**YOUR ASSIGNMENT:** Line by line, print the records exactly as they are, dropping the pictures.

**DATA FOR THIS EXERCISE:**
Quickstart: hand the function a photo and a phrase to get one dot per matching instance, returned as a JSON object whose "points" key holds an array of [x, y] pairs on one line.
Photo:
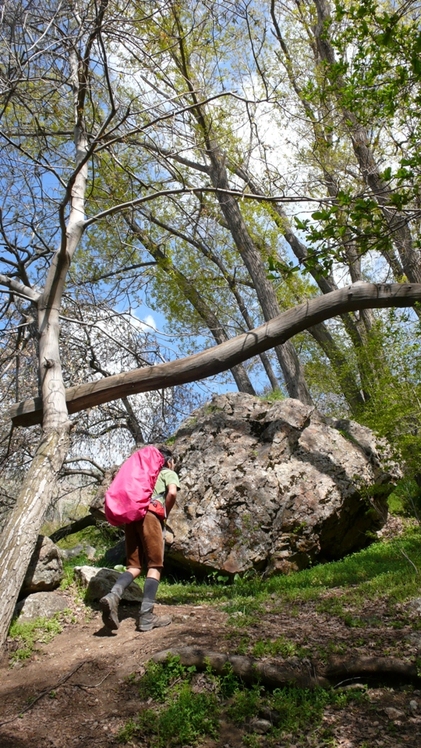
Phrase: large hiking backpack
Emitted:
{"points": [[128, 496]]}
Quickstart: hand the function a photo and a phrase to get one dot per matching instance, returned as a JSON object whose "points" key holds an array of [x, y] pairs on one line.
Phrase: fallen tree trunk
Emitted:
{"points": [[226, 355], [25, 519], [73, 527], [301, 673]]}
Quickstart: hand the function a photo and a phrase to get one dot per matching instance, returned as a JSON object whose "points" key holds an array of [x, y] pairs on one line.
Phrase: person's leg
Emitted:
{"points": [[109, 603], [154, 552]]}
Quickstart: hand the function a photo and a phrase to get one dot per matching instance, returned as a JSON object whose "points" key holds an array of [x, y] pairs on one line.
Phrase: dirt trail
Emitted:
{"points": [[83, 694]]}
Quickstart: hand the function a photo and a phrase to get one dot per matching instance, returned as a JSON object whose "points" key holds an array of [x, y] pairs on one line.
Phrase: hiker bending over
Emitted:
{"points": [[144, 540]]}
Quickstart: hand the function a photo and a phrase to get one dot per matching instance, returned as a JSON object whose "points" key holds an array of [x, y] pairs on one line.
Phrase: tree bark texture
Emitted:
{"points": [[25, 520], [222, 357], [299, 673]]}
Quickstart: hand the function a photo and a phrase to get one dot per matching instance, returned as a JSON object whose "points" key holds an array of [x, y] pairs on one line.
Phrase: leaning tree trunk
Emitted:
{"points": [[26, 518], [20, 534]]}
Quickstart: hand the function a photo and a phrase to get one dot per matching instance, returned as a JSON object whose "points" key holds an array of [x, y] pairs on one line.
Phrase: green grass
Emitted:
{"points": [[30, 633], [180, 715], [184, 709], [391, 568]]}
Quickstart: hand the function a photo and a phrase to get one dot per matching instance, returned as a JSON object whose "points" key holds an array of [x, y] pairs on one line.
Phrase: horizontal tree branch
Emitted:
{"points": [[226, 355]]}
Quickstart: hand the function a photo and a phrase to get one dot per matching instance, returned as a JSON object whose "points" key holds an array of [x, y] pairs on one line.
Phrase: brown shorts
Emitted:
{"points": [[144, 541]]}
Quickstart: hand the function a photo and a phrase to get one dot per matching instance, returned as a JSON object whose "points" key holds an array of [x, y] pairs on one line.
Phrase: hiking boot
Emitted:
{"points": [[149, 620], [109, 607]]}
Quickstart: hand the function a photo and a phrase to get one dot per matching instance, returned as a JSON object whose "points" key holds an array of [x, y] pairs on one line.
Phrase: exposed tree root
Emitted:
{"points": [[299, 672]]}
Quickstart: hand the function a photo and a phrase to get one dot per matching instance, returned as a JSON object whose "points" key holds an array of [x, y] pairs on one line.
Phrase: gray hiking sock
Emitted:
{"points": [[121, 583], [149, 594]]}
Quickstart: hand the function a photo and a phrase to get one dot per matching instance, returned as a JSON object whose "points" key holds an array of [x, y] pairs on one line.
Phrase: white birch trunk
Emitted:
{"points": [[19, 537]]}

**RESULT OF THE EXERCISE:**
Quickstart: hand the function a photo and a phrase to get one dot per matching instance, returned as a JSON object whose "points" key holds an array of [x, y] pairs on one line.
Photo:
Phrase: large hiking backpack
Emitted:
{"points": [[128, 496]]}
Quickstart: hand the function a photo and a phrase to get one dot per matching instance, returned as a JSON object whose "points" key holds an array of [x, y] pairs on one line.
Phrase: fallen tree trunk
Emitted:
{"points": [[226, 355], [25, 519], [73, 527], [301, 673]]}
Quickstart: hand the function a photo and a phrase to get one dot per matching instance, returned as a JSON object whose "points" key holds an array of [x, y] pairs on one line.
Phrase: person's leg
Emitted:
{"points": [[109, 603], [154, 552]]}
Quickstart: hand the function a photo and a phrase to get one dot per matching instance, returned as a JSON object whose "points" key holds an array of [x, y] pairs on one line.
Phrase: dirt trail
Emitted:
{"points": [[83, 694]]}
Quickstart: hand the function a photo and a phrase to get one dot per matching instance, returned as a JSON object whose "points" key holds an array of [x, y] pairs on one line.
Phrase: hiker bending over
Emitted:
{"points": [[144, 540]]}
Quickstart: hand the function a photo and a phrase to get one dot per matching instance, returned as a JSON object whose "points" key holds an array of [x, y] pairs on one line.
Phrase: tree bark texture
Emitted:
{"points": [[25, 520], [222, 357], [299, 673]]}
Quickstart: hand the function a photo and a phrase to get one dot per matching instance, returned as a JSON object whose "points" key holds an array of [x, y] pairs on one line.
Phrase: leaning tree trunk
Emitted:
{"points": [[26, 518], [20, 534]]}
Quickstart: hand the function a photo and a phrase to get one dot per matching instance, returned as a JSON object whose "points" key holds an array of [x, y] pairs on one line.
Phrase: green grass
Emitted:
{"points": [[30, 633], [180, 715], [184, 709], [391, 568]]}
Quickstart: hand the function a photo and a phrase to get one dot per matching instance, returned as a JSON object whose "points" key holds an array of [x, y] pairs on one line.
Phrase: horizontal tree branch
Emitted:
{"points": [[226, 355]]}
Quickstart: hand the function a photo and a phrase to get one dot per matching instance, returned as a JSON object whose "points" key holds an array of [x, y] pairs on one line.
Phrase: brown shorts
Emitted:
{"points": [[144, 541]]}
Quickstart: hand the function a photo and a phrase to get one dot per matching instance, returned as a JSON object whose "points" key holds an array of [x, y] pairs on one line.
Phrase: hiking boot
Emitted:
{"points": [[149, 620], [109, 607]]}
Quickstart: hand the function a photo and a phrase to get one dot per matching instance, returned as a JSON object whose "points" key holds an array of [x, y] pairs on one line.
Phrase: exposed tree root
Emitted:
{"points": [[299, 672]]}
Quickstart: hand the function a photo and a phrase to get one dot per matching instance, returned as a JSON object whose "points" key holds an array of [x, y] pairs on one line.
Phrase: gray hiking sock
Emitted:
{"points": [[121, 583], [149, 594]]}
Quickstart: hand the function a photo and a phrase to get one dot per matching instance, returned as a JSON object whose "points" key holds an array of [x, y] pairs on one line.
Phrase: white birch trunk
Emitted:
{"points": [[19, 537]]}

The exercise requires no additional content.